Goal of the exercise:
Reproduce the listing below verbatim, keeping every line and character unchanged.

Start of Task material

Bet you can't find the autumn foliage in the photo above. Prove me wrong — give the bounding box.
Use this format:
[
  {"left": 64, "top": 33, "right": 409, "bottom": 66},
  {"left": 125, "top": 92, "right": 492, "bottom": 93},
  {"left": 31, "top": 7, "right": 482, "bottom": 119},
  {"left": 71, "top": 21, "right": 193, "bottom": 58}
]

End of Task material

Full response:
Bet you can't find the autumn foliage in the photo above. Prove me wrong — give the bounding box.
Use this format:
[
  {"left": 64, "top": 33, "right": 409, "bottom": 66},
  {"left": 125, "top": 92, "right": 492, "bottom": 93},
  {"left": 31, "top": 7, "right": 482, "bottom": 119},
  {"left": 71, "top": 21, "right": 193, "bottom": 58}
]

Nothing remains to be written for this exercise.